[Source passage Boundary: Start]
Friday, November 13, 2009

Don't tell the mermaids where I'm going...

Yesterday's post was a bit heavy, even for me. Let's all enjoy my day off together by watching this.




Fun fact: The last two years of college I lived in a three family house. I used to drum this on the wall of my bathroom and my friend in the adjacent apartment would drum it back on his bathroom wall. Adorable.
And... great video.

Thursday, November 12, 2009

End of Life Care

I spent one day with a hospice nurse at a V.N.A (visiting nurse association) in Western Mass in the fall of 2006. During that day alone I first decided to become a hospice nurse; and then I decided to not become a hospice nurse.

I drove to the V.N.A office the morning of my hospice rotation with determination and an iron will. Having avoided assignments to many dying patients throughout the first few years of school, I was nervous. I was worried that being around dying people would dredge up some personal memories I was well aware of, but not ready to deal with.
[Source passage Boundary: End]
[Given data Boundary: Start]
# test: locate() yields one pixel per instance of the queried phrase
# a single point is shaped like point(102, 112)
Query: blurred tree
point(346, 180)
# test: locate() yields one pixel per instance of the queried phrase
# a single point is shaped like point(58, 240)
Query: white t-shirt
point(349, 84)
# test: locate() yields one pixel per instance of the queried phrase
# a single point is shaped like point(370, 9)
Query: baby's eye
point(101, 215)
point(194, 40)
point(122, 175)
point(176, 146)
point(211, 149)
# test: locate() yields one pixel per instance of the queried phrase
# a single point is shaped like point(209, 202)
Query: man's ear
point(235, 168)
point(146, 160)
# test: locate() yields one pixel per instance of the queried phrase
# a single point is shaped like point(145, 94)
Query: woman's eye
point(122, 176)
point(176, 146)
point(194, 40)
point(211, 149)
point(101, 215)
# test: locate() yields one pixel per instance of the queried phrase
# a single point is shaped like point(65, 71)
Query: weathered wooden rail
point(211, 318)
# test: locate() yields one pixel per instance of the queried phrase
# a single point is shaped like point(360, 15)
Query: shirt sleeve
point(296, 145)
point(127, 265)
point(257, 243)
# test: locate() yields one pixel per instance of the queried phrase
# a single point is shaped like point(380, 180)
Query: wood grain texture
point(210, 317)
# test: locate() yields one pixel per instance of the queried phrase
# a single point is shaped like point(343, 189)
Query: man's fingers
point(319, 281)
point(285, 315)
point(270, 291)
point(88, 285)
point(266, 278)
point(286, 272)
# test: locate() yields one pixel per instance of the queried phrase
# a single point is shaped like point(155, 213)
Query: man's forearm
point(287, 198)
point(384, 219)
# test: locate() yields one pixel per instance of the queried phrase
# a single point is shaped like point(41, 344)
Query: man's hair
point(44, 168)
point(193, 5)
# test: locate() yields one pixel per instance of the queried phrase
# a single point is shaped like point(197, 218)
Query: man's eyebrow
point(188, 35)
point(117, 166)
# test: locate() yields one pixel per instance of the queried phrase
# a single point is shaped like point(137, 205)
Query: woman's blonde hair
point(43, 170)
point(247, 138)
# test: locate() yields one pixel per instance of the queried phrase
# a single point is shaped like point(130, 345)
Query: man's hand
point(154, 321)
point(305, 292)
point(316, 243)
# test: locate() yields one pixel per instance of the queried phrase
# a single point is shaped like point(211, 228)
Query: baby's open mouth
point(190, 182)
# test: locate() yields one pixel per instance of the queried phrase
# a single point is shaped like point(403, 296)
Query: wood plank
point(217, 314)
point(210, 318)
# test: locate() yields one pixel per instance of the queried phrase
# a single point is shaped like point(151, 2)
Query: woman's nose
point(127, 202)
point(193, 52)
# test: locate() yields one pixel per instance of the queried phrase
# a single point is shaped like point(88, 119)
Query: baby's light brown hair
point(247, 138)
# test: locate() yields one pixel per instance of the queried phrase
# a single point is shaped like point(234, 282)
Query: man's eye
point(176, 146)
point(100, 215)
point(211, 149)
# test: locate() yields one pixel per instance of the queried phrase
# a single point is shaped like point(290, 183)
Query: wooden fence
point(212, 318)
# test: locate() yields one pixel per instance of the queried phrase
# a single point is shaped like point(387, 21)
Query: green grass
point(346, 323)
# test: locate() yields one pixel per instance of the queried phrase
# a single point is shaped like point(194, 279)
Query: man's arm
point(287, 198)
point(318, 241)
[Given data Boundary: End]
-- Exercise goal --
Quote the blog entries from November 2009 in full, word for word.

-- Answer to this task --
Friday, November 13, 2009

Don't tell the mermaids where I'm going...

Yesterday's post was a bit heavy, even for me. Let's all enjoy my day off together by watching this.




Fun fact: The last two years of college I lived in a three family house. I used to drum this on the wall of my bathroom and my friend in the adjacent apartment would drum it back on his bathroom wall. Adorable.
And... great video.

Thursday, November 12, 2009

End of Life Care

I spent one day with a hospice nurse at a V.N.A (visiting nurse association) in Western Mass in the fall of 2006. During that day alone I first decided to become a hospice nurse; and then I decided to not become a hospice nurse.

I drove to the V.N.A office the morning of my hospice rotation with determination and an iron will. Having avoided assignments to many dying patients throughout the first few years of school, I was nervous. I was worried that being around dying people would dredge up some personal memories I was well aware of, but not ready to deal with.